§ Given instruction
Which lines in the entries below contain the word "window"? Gather each of those lines and copy it out in full.

§ Entries provided
* * *

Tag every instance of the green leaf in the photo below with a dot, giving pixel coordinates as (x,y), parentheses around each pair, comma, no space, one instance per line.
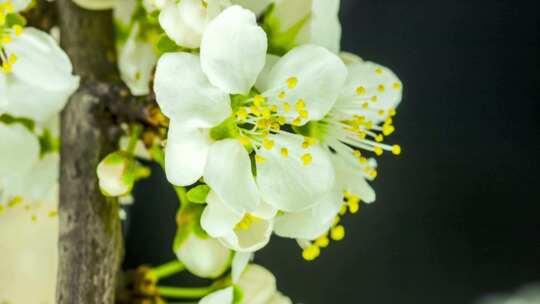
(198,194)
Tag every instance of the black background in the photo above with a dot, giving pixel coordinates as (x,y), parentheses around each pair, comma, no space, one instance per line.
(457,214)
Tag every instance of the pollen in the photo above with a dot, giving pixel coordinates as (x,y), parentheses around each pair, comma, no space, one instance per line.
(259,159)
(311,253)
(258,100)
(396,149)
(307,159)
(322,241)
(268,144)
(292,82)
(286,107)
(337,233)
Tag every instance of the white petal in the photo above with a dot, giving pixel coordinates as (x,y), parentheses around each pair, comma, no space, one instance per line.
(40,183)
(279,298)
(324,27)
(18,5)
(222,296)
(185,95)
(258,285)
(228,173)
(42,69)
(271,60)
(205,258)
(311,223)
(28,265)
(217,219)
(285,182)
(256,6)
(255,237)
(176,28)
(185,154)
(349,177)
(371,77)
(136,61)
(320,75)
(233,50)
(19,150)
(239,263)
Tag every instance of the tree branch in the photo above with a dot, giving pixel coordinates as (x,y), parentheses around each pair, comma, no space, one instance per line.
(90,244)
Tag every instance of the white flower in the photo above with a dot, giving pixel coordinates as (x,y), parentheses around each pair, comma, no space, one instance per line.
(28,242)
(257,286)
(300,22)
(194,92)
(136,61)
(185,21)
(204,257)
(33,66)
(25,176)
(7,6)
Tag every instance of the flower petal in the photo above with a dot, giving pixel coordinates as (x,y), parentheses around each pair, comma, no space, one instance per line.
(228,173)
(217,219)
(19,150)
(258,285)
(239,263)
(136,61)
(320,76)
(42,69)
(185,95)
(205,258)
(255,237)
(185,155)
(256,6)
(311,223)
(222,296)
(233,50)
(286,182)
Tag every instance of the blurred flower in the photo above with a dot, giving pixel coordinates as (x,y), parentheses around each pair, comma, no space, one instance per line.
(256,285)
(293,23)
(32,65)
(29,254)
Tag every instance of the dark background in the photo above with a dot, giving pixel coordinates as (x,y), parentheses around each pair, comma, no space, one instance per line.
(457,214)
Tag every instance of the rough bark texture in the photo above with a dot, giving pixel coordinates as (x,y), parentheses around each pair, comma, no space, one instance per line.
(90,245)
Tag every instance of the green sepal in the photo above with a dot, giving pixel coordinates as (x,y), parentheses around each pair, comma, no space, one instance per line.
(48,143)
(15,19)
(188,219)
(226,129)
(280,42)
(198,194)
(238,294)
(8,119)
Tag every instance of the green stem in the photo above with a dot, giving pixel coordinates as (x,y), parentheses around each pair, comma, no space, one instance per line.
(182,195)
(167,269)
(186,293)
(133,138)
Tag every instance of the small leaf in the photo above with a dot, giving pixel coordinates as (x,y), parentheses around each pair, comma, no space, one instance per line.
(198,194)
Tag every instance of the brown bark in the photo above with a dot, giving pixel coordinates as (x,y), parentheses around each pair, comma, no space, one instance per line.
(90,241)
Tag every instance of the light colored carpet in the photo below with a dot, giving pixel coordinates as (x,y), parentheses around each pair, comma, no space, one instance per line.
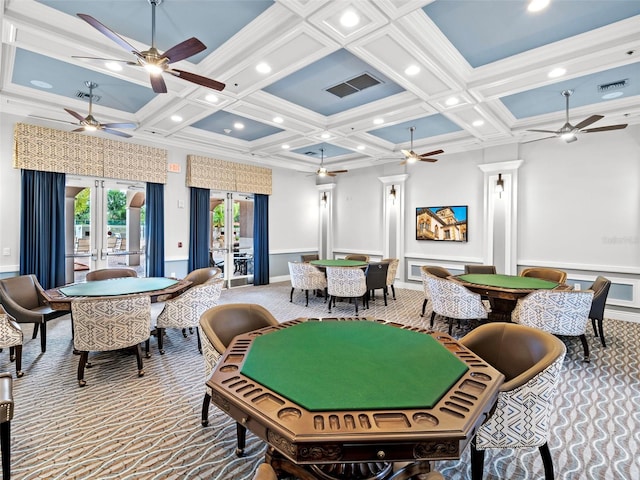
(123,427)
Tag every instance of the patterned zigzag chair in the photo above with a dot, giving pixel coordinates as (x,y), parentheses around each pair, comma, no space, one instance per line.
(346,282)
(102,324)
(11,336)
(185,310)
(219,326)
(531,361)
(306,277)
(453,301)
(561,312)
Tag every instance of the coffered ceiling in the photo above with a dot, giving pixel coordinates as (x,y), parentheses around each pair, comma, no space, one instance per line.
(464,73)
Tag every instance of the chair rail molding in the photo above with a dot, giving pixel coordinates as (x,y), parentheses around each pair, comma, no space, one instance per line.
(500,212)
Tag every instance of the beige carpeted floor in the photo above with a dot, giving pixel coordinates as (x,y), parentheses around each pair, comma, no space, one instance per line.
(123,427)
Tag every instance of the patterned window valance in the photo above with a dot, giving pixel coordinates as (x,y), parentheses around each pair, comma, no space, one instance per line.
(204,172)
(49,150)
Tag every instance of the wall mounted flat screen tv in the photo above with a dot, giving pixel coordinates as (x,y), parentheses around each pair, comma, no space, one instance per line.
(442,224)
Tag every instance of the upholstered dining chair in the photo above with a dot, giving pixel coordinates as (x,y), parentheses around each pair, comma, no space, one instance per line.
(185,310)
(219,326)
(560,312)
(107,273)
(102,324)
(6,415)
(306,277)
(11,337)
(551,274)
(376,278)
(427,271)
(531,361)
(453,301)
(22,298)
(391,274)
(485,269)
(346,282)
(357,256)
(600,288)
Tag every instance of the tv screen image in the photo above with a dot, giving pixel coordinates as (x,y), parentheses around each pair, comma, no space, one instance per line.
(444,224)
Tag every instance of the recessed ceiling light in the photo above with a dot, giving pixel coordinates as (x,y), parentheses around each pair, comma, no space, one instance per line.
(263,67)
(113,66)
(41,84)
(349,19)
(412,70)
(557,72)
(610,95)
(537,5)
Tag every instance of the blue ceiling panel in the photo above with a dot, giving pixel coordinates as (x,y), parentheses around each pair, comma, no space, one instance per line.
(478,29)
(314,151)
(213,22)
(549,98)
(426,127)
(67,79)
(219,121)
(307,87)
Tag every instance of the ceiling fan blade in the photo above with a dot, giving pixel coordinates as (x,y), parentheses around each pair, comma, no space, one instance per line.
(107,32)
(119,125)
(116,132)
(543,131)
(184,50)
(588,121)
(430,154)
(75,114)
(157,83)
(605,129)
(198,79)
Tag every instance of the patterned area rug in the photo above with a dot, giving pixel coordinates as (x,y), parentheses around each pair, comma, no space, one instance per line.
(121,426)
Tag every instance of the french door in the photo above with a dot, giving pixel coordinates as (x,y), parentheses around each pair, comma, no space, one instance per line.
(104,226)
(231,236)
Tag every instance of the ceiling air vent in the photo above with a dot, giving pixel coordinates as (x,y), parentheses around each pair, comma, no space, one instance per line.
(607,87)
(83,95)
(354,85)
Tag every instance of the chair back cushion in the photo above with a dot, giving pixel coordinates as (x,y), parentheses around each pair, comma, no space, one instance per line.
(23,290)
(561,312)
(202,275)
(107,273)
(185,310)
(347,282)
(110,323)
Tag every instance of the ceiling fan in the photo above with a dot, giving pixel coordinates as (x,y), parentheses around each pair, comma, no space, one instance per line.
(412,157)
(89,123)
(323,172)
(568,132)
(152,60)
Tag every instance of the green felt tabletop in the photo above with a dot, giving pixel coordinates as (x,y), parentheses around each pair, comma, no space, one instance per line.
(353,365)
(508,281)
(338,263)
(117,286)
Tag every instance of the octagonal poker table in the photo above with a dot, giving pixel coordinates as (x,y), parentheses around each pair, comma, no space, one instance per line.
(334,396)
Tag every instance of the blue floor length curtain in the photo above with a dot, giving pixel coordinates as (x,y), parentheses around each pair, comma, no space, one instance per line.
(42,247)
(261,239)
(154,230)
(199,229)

* * *

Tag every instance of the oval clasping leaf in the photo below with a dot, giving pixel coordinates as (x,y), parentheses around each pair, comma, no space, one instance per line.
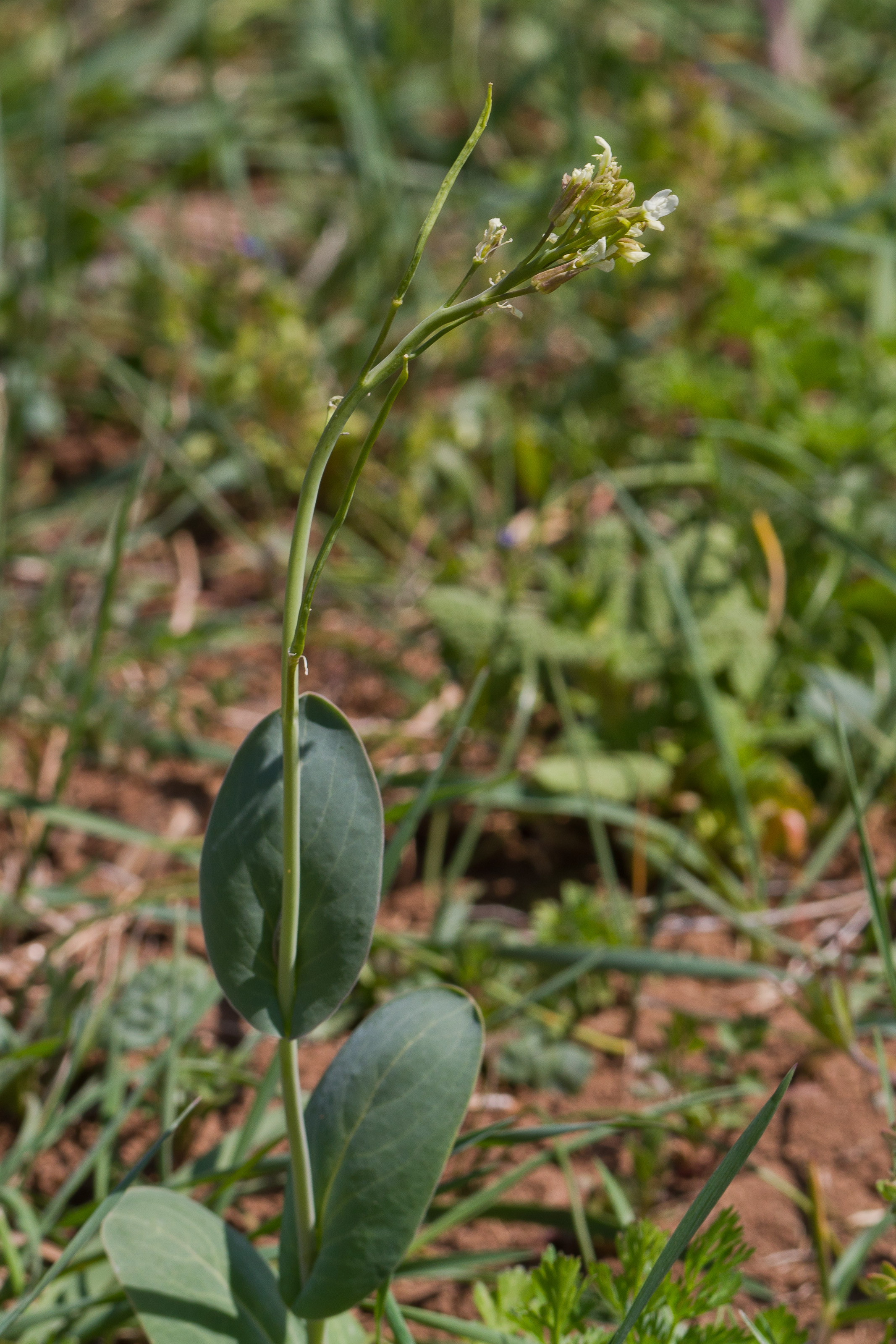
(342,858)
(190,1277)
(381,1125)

* * *

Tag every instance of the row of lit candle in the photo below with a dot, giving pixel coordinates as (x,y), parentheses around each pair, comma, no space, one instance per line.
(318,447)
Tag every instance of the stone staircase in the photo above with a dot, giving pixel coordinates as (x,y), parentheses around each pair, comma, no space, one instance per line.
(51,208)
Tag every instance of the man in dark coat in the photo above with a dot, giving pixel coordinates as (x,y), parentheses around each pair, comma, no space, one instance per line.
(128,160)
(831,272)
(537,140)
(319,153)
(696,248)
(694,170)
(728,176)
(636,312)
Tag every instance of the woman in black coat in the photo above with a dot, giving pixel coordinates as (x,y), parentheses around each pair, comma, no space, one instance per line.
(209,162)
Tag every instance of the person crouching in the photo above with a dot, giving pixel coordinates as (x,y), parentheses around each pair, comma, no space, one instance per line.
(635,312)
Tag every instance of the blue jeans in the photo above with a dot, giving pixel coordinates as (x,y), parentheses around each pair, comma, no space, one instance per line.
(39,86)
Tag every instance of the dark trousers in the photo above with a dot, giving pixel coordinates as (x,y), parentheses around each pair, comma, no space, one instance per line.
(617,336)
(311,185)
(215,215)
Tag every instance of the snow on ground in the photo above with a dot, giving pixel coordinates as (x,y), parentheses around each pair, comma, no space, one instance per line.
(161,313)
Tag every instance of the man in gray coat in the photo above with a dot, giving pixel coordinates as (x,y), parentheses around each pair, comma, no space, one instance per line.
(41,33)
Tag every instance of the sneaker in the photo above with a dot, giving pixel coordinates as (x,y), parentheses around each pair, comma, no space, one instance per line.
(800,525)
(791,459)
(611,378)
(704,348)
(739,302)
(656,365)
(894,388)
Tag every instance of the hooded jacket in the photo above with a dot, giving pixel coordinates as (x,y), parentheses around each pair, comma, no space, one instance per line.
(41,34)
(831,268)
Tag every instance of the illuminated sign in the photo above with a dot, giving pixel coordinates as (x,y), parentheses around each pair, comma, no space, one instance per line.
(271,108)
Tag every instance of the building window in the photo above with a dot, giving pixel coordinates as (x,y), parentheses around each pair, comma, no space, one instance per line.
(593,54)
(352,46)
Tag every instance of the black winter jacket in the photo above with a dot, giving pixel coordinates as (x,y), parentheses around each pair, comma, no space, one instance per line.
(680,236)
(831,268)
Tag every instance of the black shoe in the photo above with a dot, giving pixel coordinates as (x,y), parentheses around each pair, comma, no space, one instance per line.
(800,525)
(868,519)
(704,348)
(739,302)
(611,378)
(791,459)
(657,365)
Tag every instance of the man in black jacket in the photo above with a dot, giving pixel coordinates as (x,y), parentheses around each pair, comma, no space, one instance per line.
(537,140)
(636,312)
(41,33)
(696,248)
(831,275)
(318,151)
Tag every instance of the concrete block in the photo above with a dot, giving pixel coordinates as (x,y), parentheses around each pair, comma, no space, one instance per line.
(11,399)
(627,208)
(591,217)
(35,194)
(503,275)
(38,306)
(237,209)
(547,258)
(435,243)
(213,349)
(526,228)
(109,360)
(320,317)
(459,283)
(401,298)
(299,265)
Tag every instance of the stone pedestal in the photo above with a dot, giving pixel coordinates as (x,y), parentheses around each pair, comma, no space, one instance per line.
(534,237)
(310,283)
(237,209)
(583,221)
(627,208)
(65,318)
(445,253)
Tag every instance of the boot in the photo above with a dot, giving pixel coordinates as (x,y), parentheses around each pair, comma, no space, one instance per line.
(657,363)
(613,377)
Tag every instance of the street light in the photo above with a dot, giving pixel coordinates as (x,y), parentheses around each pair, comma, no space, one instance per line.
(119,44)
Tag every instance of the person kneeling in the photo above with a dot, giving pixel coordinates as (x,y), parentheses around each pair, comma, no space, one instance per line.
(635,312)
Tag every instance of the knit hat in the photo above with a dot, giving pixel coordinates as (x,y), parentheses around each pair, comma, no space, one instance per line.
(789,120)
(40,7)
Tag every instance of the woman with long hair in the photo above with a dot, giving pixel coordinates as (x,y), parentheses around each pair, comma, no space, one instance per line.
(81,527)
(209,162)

* * *

§ Solution for this problem
Tag every instance of the patterned window valance in the photo above with a dot, giving pixel coordinates as (x,y), parentheses around each pair, comma, no space, one instance per line.
Tag every instance of the building window in the photo above with a dot, giving pixel coordinates as (x,y), parentheses around each pair, comma, no space, one instance per line.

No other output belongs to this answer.